* WHAT THE EXERCISE ASKS: Do not copy the pictures; transcribe all other material exactly.

[Dataset excerpt]
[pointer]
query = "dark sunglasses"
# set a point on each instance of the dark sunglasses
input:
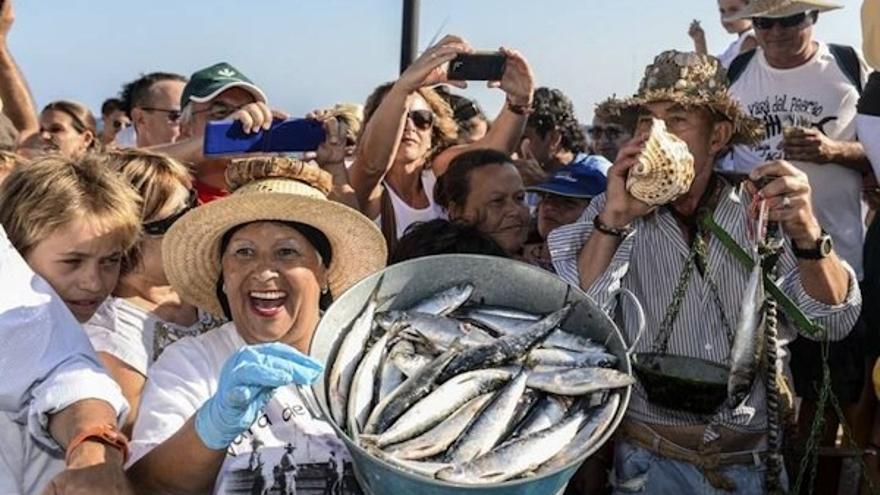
(422, 119)
(160, 227)
(784, 22)
(611, 132)
(173, 115)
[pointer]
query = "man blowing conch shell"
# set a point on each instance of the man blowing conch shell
(657, 246)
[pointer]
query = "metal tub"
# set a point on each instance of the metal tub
(498, 281)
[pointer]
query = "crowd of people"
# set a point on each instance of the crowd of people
(158, 302)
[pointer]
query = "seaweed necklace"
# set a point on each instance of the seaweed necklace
(697, 258)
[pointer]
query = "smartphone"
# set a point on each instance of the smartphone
(481, 66)
(293, 135)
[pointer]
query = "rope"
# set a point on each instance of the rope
(774, 435)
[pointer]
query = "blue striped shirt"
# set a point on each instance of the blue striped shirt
(648, 262)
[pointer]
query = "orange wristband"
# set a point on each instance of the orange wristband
(106, 434)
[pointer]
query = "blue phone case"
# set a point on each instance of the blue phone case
(293, 135)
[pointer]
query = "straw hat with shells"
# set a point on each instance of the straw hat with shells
(269, 188)
(782, 8)
(692, 80)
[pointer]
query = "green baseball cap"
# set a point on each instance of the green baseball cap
(207, 83)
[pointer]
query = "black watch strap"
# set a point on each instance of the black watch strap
(822, 249)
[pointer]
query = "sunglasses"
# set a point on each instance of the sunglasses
(422, 119)
(784, 22)
(611, 132)
(160, 227)
(117, 124)
(173, 115)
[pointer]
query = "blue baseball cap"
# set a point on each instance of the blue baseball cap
(582, 179)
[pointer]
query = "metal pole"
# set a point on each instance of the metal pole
(409, 36)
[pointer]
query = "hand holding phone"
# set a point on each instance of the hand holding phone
(480, 66)
(285, 136)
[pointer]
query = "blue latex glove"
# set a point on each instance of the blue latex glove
(247, 382)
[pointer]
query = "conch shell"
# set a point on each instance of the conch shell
(665, 168)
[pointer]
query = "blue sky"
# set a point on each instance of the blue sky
(312, 53)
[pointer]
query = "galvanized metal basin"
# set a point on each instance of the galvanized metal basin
(498, 281)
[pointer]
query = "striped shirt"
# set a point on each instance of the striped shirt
(648, 263)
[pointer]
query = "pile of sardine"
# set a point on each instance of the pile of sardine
(470, 393)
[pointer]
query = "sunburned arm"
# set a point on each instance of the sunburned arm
(18, 104)
(182, 464)
(377, 149)
(130, 381)
(597, 254)
(852, 155)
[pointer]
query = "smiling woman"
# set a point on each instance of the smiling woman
(483, 188)
(73, 222)
(219, 407)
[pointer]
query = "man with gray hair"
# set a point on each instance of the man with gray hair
(152, 102)
(217, 92)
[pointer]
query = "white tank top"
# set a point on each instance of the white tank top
(404, 214)
(733, 50)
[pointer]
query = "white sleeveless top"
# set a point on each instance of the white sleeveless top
(733, 50)
(404, 214)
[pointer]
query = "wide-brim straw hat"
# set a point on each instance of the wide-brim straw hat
(692, 80)
(781, 8)
(267, 189)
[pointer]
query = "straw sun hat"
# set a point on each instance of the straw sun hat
(782, 8)
(692, 80)
(272, 188)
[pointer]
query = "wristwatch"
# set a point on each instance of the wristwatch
(823, 248)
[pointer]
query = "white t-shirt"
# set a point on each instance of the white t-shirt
(405, 215)
(819, 95)
(735, 48)
(186, 375)
(46, 364)
(136, 336)
(869, 131)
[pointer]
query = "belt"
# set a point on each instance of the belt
(686, 444)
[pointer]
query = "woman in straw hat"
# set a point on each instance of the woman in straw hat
(268, 257)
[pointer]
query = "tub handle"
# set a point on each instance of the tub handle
(641, 322)
(310, 401)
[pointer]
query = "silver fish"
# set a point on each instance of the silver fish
(436, 440)
(504, 325)
(506, 348)
(517, 456)
(361, 395)
(444, 301)
(598, 421)
(423, 468)
(408, 393)
(440, 403)
(745, 355)
(348, 357)
(570, 359)
(501, 311)
(390, 377)
(489, 427)
(404, 356)
(440, 331)
(546, 413)
(579, 381)
(523, 408)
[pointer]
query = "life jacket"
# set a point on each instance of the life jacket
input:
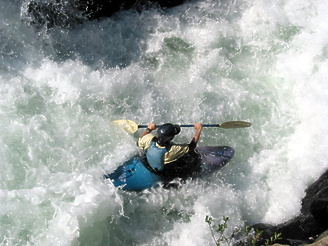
(154, 160)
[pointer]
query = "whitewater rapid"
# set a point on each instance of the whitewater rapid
(204, 61)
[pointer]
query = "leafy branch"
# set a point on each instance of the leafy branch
(251, 236)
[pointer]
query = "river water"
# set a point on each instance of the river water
(205, 61)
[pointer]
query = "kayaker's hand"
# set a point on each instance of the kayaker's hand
(198, 126)
(152, 126)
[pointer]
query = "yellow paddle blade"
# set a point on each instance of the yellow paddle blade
(235, 124)
(128, 125)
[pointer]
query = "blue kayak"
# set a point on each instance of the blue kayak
(135, 175)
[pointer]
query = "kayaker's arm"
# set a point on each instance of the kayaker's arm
(150, 127)
(198, 127)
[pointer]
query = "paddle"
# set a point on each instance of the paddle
(131, 127)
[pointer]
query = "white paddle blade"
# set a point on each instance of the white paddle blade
(235, 124)
(128, 125)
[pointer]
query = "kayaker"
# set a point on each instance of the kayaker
(180, 160)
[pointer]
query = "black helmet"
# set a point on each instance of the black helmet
(168, 130)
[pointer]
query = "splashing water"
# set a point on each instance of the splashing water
(206, 61)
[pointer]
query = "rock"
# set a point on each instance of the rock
(312, 221)
(69, 13)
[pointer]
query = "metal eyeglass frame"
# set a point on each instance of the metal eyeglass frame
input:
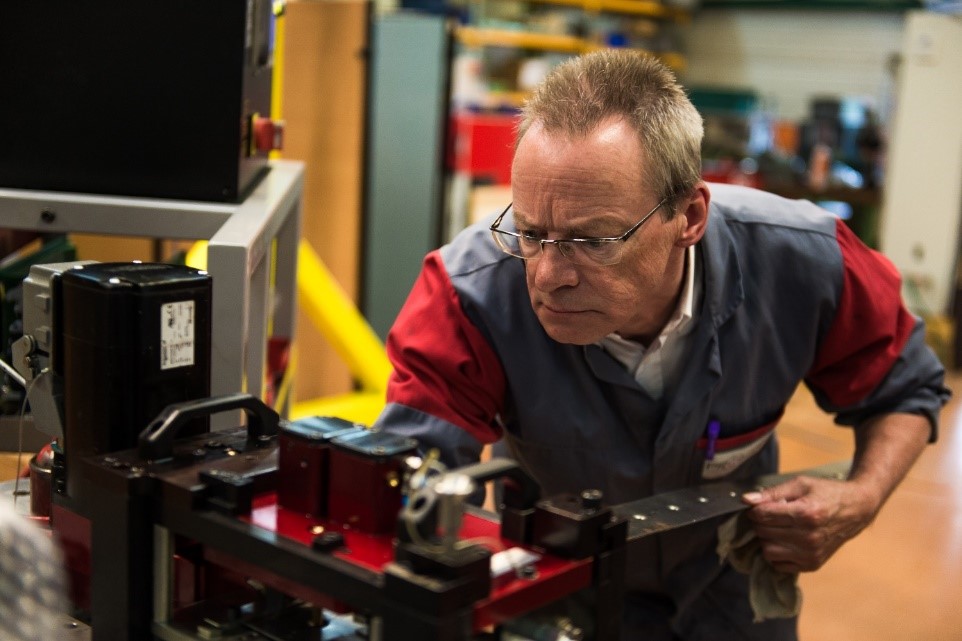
(565, 245)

* RESULT OF THE EXERCISE:
[pointer]
query = "dark sunglasses"
# set a point on each instance of the dark sunglasses
input:
(422, 119)
(160, 227)
(784, 22)
(611, 132)
(173, 115)
[pointer]
query = "man blowing conch shell"
# set a point on each instance of the man blowing conch shell
(657, 246)
[pointer]
query = "metal tub"
# set a point on each instance of the metal tub
(498, 281)
[pointer]
query = "crowd of people"
# set a point on each instance of the crowd of people
(158, 302)
[pointer]
query = "seaweed necklace"
# set a point on each instance of the seaweed necklace
(697, 258)
[pointer]
query = "smartphone"
# set a point on each instance of the smartphone
(481, 66)
(293, 135)
[pointer]
query = "rope"
# set a point on each instance of the rope
(774, 435)
[pointer]
query = "blue striped shirt"
# set a point on each instance of the blue striped shirt
(648, 262)
[pointer]
query = "orange wristband"
# set a point on each instance of the orange wristband
(106, 434)
[pointer]
query = "blue phone case"
# set a point on each instance of the blue phone case
(293, 135)
[pointer]
query = "straw hat with shells"
# set a point on each instance of the straw hat with shells
(269, 188)
(782, 8)
(692, 80)
[pointer]
query = "green baseball cap"
# set a point on each instance of the green baseball cap
(207, 83)
[pointer]
query = "black watch strap"
# set a point on each instance of the black watch strap
(822, 249)
[pointer]
query = "sunglasses"
# set a point on each instance of the sunglasses
(422, 119)
(784, 22)
(611, 132)
(160, 227)
(117, 124)
(173, 115)
[pointer]
query = "blue baseball cap"
# set a point on each instance of the blue baseball cap
(582, 179)
[pointer]
query = "metal pole"
# set a point on each instance of the metal pole
(409, 36)
[pointer]
query = "hand holding phone"
# set a point on each instance of the hand holding phone
(480, 66)
(285, 136)
[pointer]
query = "blue latex glove"
# set a point on each instance of the blue latex glove
(247, 382)
[pointer]
query = "conch shell"
# set a point on each instance of the conch shell
(665, 168)
[pointer]
query = "blue sky"
# set a point on each instance of the blue sky
(312, 53)
[pointer]
query = "galvanized metal basin"
# set a point on each instance of the galvanized metal basin
(498, 281)
[pointer]
query = "striped shirt"
# set a point on each instance of the striped shirt
(648, 263)
[pointer]
query = "pile of sardine"
# set a point on each instance of the pile of sardine
(470, 393)
[pointer]
query = "sunburned arm"
# set a point on each instance of the sunburned arm
(18, 104)
(182, 464)
(377, 149)
(130, 381)
(597, 254)
(852, 155)
[pointer]
query = "smiling woman"
# set a point on each instance of the smiling woman
(483, 188)
(73, 222)
(219, 407)
[pointer]
query = "man with gray hair"
# set a point on each instance of the man with gray hair
(152, 102)
(217, 92)
[pointer]
query = "white tank top"
# set a point on each instance of the white tank top
(404, 214)
(733, 50)
[pointer]
query = "white sleeveless top"
# set a point on each instance of the white sleeveless top
(733, 50)
(404, 214)
[pointer]
query = "wide-brim straw hat"
# set a point on each instance of the wide-brim straw hat
(692, 80)
(781, 8)
(267, 189)
[pointer]
query = "straw sun hat"
# set a point on each instance of the straw sun hat
(782, 8)
(692, 80)
(272, 188)
[pointer]
query = "wristwatch"
# set a point on each instance of the wristwatch
(823, 248)
[pointer]
query = "white t-shirt"
# set a point on each instance of the white t-shirt
(405, 215)
(819, 95)
(735, 48)
(186, 375)
(46, 364)
(136, 336)
(869, 131)
[pointer]
query = "belt"
# set a point on each instance of the belt
(686, 444)
[pointer]
query = "woman in straw hat"
# set a point on each instance of the woman in straw hat
(268, 257)
[pointer]
query = "tub handle"
# set a point on each instance of the tub handle
(641, 322)
(310, 401)
[pointer]
query = "silver fish"
# set a point on each instance of the silver fish
(436, 440)
(504, 325)
(506, 348)
(517, 456)
(361, 395)
(444, 301)
(598, 421)
(423, 468)
(408, 393)
(440, 403)
(745, 355)
(348, 357)
(570, 359)
(501, 311)
(390, 377)
(489, 427)
(404, 356)
(440, 331)
(546, 413)
(579, 381)
(523, 408)
[pointer]
query = "life jacket"
# set a point on each instance of the life jacket
input:
(154, 160)
[pointer]
query = "whitewater rapid"
# set a point on each instance of the whitewater rapid
(204, 61)
[pointer]
query = "leafy branch"
# set a point on each instance of the leafy branch
(251, 236)
[pointer]
query = "river water"
# set a point on each instance of the river water
(205, 61)
[pointer]
query = "kayaker's hand"
# set a point on each instance of the kayaker's hand
(198, 126)
(152, 126)
[pointer]
query = "yellow paddle blade"
# set a point on each instance of the yellow paddle blade
(235, 124)
(128, 125)
[pointer]
query = "blue kayak"
# set a point on each instance of the blue kayak
(135, 175)
[pointer]
query = "kayaker's arm"
# set a point on each instance of the kayaker's arm
(150, 127)
(198, 127)
[pointer]
query = "paddle"
# set a point on each instance of the paddle
(131, 127)
[pointer]
query = "white paddle blade"
# set a point on each instance of the white paddle blade
(235, 124)
(128, 125)
[pointer]
query = "kayaker"
# set a point on each instance of the kayaker
(180, 160)
[pointer]
query = "black helmet"
# set a point on each instance of the black helmet
(168, 130)
[pointer]
query = "splashing water"
# set a point on each instance of the splashing water
(206, 61)
[pointer]
query = "rock"
# set a point on each instance of the rock
(312, 221)
(69, 13)
[pointer]
query = "metal eyeglass frame"
# set a point on each instance of the metal eyeglass frame
input:
(565, 245)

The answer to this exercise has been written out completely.